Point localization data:
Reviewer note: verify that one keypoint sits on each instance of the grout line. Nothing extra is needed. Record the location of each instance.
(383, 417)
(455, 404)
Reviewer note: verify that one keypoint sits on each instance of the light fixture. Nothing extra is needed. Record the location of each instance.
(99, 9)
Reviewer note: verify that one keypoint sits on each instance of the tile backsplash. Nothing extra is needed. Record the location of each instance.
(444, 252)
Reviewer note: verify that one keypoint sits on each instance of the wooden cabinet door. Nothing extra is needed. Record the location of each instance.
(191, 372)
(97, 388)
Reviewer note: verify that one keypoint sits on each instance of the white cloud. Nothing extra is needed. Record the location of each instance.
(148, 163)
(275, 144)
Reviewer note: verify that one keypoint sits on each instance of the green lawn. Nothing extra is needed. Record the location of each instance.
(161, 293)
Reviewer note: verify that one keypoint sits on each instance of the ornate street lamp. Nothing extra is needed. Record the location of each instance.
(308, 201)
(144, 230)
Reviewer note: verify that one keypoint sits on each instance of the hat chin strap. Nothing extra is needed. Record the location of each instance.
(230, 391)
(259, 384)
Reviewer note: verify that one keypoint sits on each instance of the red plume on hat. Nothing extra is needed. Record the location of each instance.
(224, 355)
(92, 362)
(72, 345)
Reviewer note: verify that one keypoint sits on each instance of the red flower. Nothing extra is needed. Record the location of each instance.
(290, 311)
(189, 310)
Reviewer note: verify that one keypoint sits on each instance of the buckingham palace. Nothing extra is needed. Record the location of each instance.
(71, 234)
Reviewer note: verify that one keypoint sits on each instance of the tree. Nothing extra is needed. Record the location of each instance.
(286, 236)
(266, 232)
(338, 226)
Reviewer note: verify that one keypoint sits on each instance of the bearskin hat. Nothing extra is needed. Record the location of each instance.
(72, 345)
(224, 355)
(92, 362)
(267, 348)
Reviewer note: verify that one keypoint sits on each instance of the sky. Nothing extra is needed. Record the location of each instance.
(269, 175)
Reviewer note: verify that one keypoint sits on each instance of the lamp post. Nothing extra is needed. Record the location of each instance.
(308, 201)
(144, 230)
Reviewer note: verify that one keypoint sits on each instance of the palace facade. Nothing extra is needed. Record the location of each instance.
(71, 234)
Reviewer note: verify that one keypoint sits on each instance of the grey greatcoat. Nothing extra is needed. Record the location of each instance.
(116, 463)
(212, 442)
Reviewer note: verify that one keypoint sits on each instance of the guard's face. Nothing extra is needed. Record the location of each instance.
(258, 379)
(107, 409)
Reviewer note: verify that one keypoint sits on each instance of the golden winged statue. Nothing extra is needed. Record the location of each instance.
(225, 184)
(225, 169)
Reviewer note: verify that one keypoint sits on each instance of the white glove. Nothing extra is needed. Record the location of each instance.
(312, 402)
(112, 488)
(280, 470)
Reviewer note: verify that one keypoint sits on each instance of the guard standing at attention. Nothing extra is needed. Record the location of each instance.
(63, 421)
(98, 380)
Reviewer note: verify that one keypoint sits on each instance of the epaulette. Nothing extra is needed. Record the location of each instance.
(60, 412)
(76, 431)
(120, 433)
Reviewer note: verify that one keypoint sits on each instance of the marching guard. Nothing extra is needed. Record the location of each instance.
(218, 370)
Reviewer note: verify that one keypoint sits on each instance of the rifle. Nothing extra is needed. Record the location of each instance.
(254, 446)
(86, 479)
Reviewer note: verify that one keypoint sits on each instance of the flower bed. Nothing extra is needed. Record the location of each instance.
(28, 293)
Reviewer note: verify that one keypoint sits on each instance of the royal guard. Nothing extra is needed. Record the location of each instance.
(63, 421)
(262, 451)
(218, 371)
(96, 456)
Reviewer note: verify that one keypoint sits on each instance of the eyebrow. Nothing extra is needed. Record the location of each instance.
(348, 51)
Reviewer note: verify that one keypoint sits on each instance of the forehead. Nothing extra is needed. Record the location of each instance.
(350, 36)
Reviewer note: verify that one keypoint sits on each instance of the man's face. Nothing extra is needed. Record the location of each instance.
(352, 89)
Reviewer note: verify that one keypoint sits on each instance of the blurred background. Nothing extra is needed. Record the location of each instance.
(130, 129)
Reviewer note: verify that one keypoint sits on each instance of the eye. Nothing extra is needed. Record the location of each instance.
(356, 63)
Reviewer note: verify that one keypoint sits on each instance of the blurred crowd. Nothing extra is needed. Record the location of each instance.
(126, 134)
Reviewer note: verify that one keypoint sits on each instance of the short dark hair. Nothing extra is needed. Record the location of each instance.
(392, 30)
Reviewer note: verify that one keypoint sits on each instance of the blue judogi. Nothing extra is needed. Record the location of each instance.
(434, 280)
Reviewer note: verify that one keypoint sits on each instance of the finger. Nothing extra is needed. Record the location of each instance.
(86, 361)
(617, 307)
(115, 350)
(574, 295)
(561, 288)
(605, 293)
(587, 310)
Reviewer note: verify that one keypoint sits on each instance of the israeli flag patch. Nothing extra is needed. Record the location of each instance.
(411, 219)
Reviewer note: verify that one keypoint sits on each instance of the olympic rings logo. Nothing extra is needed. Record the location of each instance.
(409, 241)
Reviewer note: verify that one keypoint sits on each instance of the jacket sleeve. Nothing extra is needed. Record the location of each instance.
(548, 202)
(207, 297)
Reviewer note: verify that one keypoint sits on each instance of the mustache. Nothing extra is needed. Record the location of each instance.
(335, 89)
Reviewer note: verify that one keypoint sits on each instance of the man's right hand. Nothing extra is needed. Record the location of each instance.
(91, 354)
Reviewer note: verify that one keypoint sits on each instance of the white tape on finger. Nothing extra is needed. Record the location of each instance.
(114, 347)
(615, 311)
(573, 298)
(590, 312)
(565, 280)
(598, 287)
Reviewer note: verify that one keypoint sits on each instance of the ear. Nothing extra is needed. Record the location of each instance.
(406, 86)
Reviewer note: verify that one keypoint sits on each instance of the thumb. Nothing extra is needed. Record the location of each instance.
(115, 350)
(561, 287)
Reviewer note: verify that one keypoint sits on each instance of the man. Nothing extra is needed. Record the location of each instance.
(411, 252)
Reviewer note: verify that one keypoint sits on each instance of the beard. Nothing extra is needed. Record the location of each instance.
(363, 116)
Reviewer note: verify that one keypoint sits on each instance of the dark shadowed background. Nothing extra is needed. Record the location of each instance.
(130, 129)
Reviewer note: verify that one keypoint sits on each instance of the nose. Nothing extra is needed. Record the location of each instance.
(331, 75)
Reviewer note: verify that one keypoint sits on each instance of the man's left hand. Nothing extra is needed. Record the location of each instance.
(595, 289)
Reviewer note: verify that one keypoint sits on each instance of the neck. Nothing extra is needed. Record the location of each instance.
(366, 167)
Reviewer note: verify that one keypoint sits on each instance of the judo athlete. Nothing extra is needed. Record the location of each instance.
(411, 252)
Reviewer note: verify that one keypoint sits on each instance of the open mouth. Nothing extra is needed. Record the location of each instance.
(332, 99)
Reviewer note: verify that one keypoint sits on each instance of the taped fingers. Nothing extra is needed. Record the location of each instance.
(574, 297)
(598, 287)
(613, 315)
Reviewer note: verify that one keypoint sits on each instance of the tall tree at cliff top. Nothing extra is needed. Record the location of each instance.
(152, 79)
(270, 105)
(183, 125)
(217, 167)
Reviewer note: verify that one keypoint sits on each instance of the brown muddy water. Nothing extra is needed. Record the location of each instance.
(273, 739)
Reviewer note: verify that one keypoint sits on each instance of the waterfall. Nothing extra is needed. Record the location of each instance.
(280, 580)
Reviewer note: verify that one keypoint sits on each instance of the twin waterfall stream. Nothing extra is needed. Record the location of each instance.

#### WHAT YOU NEED TO DO:
Every line above is to be duplicated exactly as shown.

#### ANSWER TO THIS PROBLEM:
Reviewer note: verify that one keypoint sits on each instance of the grout line. Nothing extra is needed. Record the location of each instance.
(383, 417)
(455, 404)
Reviewer note: verify that one keypoint sits on each instance of the light fixture. Nothing extra is needed. Record the location of each instance.
(99, 9)
Reviewer note: verify that one keypoint sits on each instance of the tile backsplash. Nothing extra is needed. Record the location of each instance.
(444, 252)
Reviewer note: verify that one keypoint sits on each instance of the wooden cabinet door. Nothing extra is needed. Record the location of each instance.
(191, 372)
(97, 388)
Reviewer note: verify that one keypoint sits on each instance of the white cloud. Nothing extra is needed. Record the location of each instance.
(148, 163)
(275, 144)
Reviewer note: verify that one keypoint sits on each instance of the green lawn. Nothing extra is needed. Record the location of each instance.
(161, 293)
Reviewer note: verify that one keypoint sits on each instance of the ornate street lamp. Nothing extra is needed. Record the location of each instance.
(308, 201)
(144, 230)
Reviewer note: verify that one keypoint sits on each instance of the hat chin strap. Nothing extra is needed. Record the location of each instance.
(230, 391)
(259, 384)
Reviewer note: verify that one keypoint sits on each instance of the red plume on hat. Nothing extra is needed. Record the location of each instance.
(224, 355)
(92, 362)
(72, 345)
Reviewer note: verify that one keypoint sits on each instance of the red flower. Nothing extra is needed. Record the location of each instance.
(290, 311)
(189, 310)
Reviewer note: verify that one keypoint sits on each instance of the buckingham palace. Nothing extra is needed. Record the location of each instance.
(71, 234)
Reviewer note: verify that one keypoint sits on each instance of the tree. Nothing extra is needed. Record the location of each instance.
(286, 236)
(266, 232)
(338, 226)
Reviewer note: verify that one keypoint sits on each instance of the bearskin hat. Nothing extra is needed. Record the location of each instance.
(72, 345)
(224, 355)
(92, 362)
(267, 348)
Reviewer note: verify that one keypoint sits on each instance of the sky. Nothing extra is needed. Record the location of each instance.
(269, 175)
Reviewer note: verify that one keypoint sits on each instance of the lamp post. Nothing extra is needed. Record the location of each instance.
(308, 201)
(144, 230)
Reviewer note: verify that one keypoint sits on each instance of the palace facade. Nothing extra is needed. Record the location of each instance.
(71, 234)
Reviewer note: verify that one keypoint sits on each instance of the grey greatcoat. Nothing extra is needed. Record the location of each instance.
(116, 463)
(212, 442)
Reviewer note: verify that one keypoint sits on each instance of the guard's face. Nothing extra is needed. Record the location of each instance.
(258, 379)
(107, 409)
Reviewer note: verify that one keypoint sits on each instance of the golden winged statue. Nothing extra is needed. Record the location of each instance.
(225, 184)
(225, 169)
Reviewer note: verify that one keypoint sits on each instance of the white glove. Nothing extra is needed. Record the location of each instance.
(312, 402)
(112, 488)
(280, 470)
Reviewer note: verify that one keypoint sits on each instance of the guard standing at attention. Nothing extra is needed. Record the location of each instance.
(63, 421)
(98, 380)
Reviewer note: verify that one keypoint sits on each instance of the epaulette. Nothing extra is needed. Record the location of each instance.
(60, 412)
(76, 431)
(120, 433)
Reviewer note: verify that one keypoint sits on each instance of the marching guard. Nothing extra is needed. Record the location of each instance.
(218, 370)
Reviewer note: verify that one keypoint sits on each instance of the rifle. Nothing extra is needed. Record the location of each instance.
(254, 446)
(86, 479)
Reviewer note: verify that one keypoint sits on each instance of the flower bed. Nothing extra is needed. Record the location of each instance.
(28, 293)
Reviewer note: verify that one keypoint sits on each instance of the royal guard. Nothing extra is needed. Record the location of each instance.
(63, 421)
(262, 451)
(218, 371)
(96, 456)
Reviewer note: verify that one keypoint sits on each instance of the eyebrow. Nothing extra is needed. Record the location of each instance.
(348, 51)
Reviewer note: verify that one keypoint sits on each instance of the forehead. Nothing extra is needed. Record the location of each instance.
(350, 36)
Reviewer note: verify that one keypoint sits on each instance of the man's face. Nothing extra is needed. Record the location of each instance.
(352, 89)
Reviewer note: verify that one keypoint sits on each instance of the blurred background. Nothing extra is needed. Record the location of each instance.
(130, 129)
Reviewer note: verify that one keypoint sits on each instance of the eye. Nothing extra is needed. Record the location of each instance.
(356, 63)
Reviewer note: verify that one keypoint sits on each instance of the blurred crowd. Nothing extra is needed. Record the location of each instance.
(126, 134)
Reviewer note: verify that one keypoint sits on each instance of the short dark hair. Nothing extra is needed. Record the location of each instance.
(392, 30)
Reviewer note: verify that one keypoint sits on each instance of the blue judogi. Nothing extra is needed. Record the location of each instance.
(434, 280)
Reviewer note: verify that one keypoint sits on each instance of the finger. Nothing extra is needed. Record the location of each instance.
(86, 361)
(617, 307)
(115, 350)
(574, 295)
(561, 288)
(605, 293)
(587, 310)
Reviewer note: verify that one keypoint sits on each instance of the israeli flag patch. Nothing extra is needed. Record the location of each instance.
(411, 219)
Reviewer note: verify that one keypoint sits on each instance of the olympic rings logo. Nothing extra is needed. Record the location of each instance.
(409, 241)
Reviewer note: verify that one keypoint sits on each instance of the jacket sleeve. Nothing extra is needed. Record the location of each instance.
(548, 202)
(207, 297)
Reviewer note: verify that one keypoint sits on each instance of the mustache. Nothing extra is needed. Record the location of each instance.
(335, 89)
Reviewer note: verify that one keypoint sits on each instance of the man's right hand. Nothing extra is needed. Record the location of each instance.
(91, 354)
Reviewer note: verify that one keypoint sits on each instance of the white tape on finger. Nothing extra is needed. Record the location of each instance.
(114, 347)
(615, 311)
(573, 298)
(590, 312)
(565, 280)
(598, 287)
Reviewer note: verify that one keypoint sits on each instance of the ear. Nothing extra is needed. Record the location of each instance.
(406, 86)
Reviewer note: verify that one keypoint sits on each instance of the thumb. Nothing extra is needed. Record the location of each instance.
(115, 350)
(561, 287)
Reviewer note: verify that one keypoint sits on each instance of the man. Nothing extra is needed. Record the location of each instance.
(411, 252)
Reviewer note: verify that one keypoint sits on each instance of the beard. Nothing extra is needed. Record the location of each instance.
(363, 116)
Reviewer note: verify that one keypoint sits on each instance of the dark shadowed background. Nothing extra is needed. Record the location of each instance.
(130, 129)
Reviewer note: verify that one keypoint sits on each instance of the nose. Nothing extra is needed. Record the location of each instance.
(331, 75)
Reviewer note: verify that one keypoint sits on each instance of the man's left hand. Nothing extra is needed. Record the location of each instance.
(595, 289)
Reviewer note: verify that one keypoint sits on each instance of the neck. Nothing extra is needed. Record the location of each instance.
(366, 167)
Reviewer note: verify that one keypoint sits on each instance of the judo athlete. Nothing extra is needed. Record the location of each instance.
(411, 252)
Reviewer note: verify that one keypoint sits on each instance of the open mouth. Nothing extra is needed. Record the location of each instance.
(332, 99)
Reviewer note: verify that one keypoint sits on each instance of the taped fingers. Nothing extra is needed. Record the location of each instance.
(574, 297)
(598, 287)
(613, 315)
Reviewer note: verify that one keypoint sits on each instance of the tall tree at cliff top. Nothing extra is needed. Record the location of each instance.
(152, 79)
(270, 105)
(183, 125)
(217, 167)
Reviewer note: verify that one keypoint sits on each instance of the brown muddy water. Nothing extra is needed. Record the location of each instance.
(273, 739)
Reviewer note: verify that one keypoint sits on each instance of the waterfall. Nothing extra is needed. Record the location of each instance.
(280, 580)
Reviewer note: verify that one keypoint sits on each instance of the twin waterfall stream. Nothing extra is needed. Record the location of each instance.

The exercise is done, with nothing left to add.